> _GIVEN EXERCISE_
Rewrite the listing below so that every occurrence of "name badge" becomes "ID badge", and leave everything else unchanged.

> _SOURCE RECORDS_
────

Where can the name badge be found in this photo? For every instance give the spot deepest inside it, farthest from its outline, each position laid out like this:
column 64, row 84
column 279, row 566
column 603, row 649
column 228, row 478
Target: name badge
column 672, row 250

────

> _TASK SOLUTION_
Where can the ID badge be found in this photo? For every instance give the spot deepest inside it, farthest from its outline, each position laid out like this:
column 64, row 84
column 279, row 566
column 603, row 649
column 228, row 478
Target: ID badge
column 672, row 250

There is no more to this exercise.